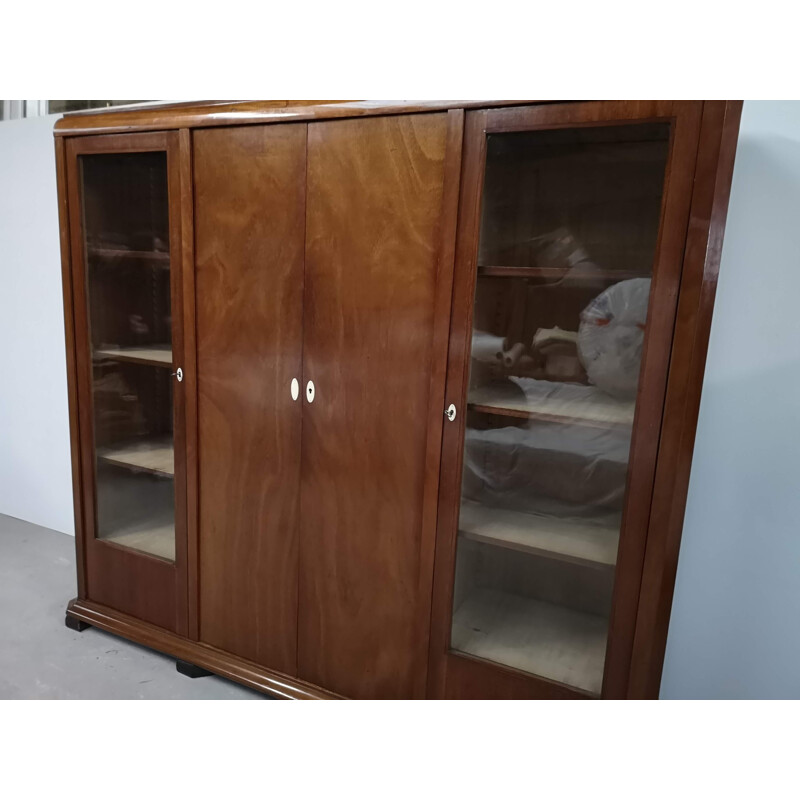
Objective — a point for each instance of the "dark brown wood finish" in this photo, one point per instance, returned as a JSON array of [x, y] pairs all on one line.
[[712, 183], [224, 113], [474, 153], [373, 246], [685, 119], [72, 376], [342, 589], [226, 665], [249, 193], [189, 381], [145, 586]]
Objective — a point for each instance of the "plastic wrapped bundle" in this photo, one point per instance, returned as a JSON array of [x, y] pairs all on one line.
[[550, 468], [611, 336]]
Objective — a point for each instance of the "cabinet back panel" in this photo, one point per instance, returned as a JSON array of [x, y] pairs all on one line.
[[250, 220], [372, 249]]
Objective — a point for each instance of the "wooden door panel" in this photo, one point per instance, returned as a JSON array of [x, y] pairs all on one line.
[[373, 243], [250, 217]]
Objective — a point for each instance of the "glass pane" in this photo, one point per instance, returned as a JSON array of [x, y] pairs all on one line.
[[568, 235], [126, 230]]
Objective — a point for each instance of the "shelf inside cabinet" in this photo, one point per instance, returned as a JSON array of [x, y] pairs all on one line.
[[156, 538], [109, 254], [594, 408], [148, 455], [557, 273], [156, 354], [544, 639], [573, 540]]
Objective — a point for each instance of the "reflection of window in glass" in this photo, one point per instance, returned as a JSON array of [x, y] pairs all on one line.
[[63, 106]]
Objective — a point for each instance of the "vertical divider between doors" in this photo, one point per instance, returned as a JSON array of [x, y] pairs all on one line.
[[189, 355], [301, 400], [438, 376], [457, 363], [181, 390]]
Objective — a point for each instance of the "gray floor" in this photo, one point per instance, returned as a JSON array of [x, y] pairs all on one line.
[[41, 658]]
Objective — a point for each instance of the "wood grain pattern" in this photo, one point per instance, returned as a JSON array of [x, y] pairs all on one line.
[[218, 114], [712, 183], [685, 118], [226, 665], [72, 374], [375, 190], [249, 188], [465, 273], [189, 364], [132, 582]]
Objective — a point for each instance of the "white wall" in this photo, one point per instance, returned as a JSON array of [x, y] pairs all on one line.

★ ★ ★ ★

**Goal:** Render everything from the start of the rows above down to the row containing "[[568, 235], [126, 230]]" as a two-column CSV with columns request and points. Give one CSV line per row, put its text and its answer each in one quoted field with line breaks turned into spaces, and leave out the pictures.

**The reply:**
request,points
"Objective — a point for each instance of the ""dark brown wood finish"" in this photo, one point per instance, returned as a JSON array of [x, y] pairs all on one line.","[[712, 183], [224, 113], [474, 153], [373, 246], [685, 119], [72, 376], [342, 589], [226, 665], [249, 193], [189, 381], [145, 586]]"
"Objective — a point for each instance of the ""plastic wrapped bundle"" in this photo, one point per instance, returned as a JSON array of [x, y] pairs all on one line.","[[550, 468], [611, 336]]"
"Objective — a point for each instance of the ""cabinet back panel"" in this photo, one point per instance, returned as a JSON array of [x, y] pairs all on one line.","[[250, 220], [372, 249]]"
"Objective — a point for each instance of the ""wooden door panel"" in this photo, one point per instance, returned as a JSON array of [x, y] pairs all on one line.","[[373, 243], [250, 217]]"
"Objective — a point for each instance of the ""glass pane"" in this photo, one point per instance, returned as a JSON array of [x, y] pairs all on one line.","[[568, 235], [126, 230]]"